* Start Records provided *

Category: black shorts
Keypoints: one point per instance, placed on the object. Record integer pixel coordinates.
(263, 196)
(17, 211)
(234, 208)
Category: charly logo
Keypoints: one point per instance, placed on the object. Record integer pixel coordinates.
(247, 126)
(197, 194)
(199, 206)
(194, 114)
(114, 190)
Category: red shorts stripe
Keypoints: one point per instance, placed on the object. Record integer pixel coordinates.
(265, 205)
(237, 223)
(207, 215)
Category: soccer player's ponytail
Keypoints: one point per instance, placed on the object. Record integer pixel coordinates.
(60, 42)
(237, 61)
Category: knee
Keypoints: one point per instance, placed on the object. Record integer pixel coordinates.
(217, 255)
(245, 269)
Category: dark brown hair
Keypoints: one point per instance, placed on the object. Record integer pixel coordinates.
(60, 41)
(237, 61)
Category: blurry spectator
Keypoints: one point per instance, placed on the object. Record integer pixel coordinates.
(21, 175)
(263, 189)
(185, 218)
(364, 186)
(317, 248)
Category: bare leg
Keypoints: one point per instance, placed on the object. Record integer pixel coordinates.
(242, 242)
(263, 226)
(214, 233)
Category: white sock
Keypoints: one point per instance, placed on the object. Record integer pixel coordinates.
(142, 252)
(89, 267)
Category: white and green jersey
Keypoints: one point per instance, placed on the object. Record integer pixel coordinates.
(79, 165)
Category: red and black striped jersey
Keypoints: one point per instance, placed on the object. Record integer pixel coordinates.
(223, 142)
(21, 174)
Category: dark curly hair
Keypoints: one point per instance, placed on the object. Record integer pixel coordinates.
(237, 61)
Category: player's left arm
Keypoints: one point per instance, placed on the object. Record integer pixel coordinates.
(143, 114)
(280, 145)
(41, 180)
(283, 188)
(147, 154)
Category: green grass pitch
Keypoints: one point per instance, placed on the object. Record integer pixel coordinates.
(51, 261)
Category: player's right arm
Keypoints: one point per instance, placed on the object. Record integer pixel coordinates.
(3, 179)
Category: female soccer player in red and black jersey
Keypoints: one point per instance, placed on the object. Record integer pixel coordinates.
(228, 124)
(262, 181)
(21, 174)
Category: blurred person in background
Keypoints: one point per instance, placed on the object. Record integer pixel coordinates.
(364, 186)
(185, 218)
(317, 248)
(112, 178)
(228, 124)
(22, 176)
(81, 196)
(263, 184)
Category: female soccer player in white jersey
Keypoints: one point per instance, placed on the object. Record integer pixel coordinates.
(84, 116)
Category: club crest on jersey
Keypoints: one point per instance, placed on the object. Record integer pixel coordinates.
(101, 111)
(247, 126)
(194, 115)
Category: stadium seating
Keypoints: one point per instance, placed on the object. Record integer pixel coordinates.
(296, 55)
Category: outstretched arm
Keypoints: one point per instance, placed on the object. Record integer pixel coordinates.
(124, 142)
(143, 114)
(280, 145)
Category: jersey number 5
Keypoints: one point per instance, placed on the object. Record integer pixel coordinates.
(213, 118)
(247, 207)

* End Records provided *

_Task details_
Starting with the line containing "Category: blurred person in background" and going on through the end of the material, rewrite every line, with the Category and Keypoints lines left unchanged. Scale each point coordinate by multiplying it by 0.8 and rounding to a whole number, with halves rounded up, and give only those lines.

_Solution below_
Category: blurred person in background
Keypoints: one point per instance, placed on the object. Record integer pixel coordinates.
(291, 149)
(148, 174)
(254, 198)
(90, 142)
(182, 99)
(18, 141)
(65, 157)
(210, 147)
Category: female soccer player in white jersey
Keypoints: one point per instance, placed on the object. Record integer pixel coordinates.
(67, 93)
Category: club crest on jersey
Keypoints: one point per instance, placed on the object. Record integer pixel coordinates.
(81, 89)
(198, 101)
(155, 92)
Category: stadium seating
Keypoints: one point per instance, placed on the object. Record integer pixel coordinates.
(237, 44)
Category: outstretched arm
Keypoints: one point per instance, placed on the object. Record integer pixel coordinates.
(99, 114)
(114, 91)
(224, 116)
Category: jersey number 5
Keypoints: one point per instance, placed on the object. Record integer pixel coordinates.
(170, 94)
(198, 166)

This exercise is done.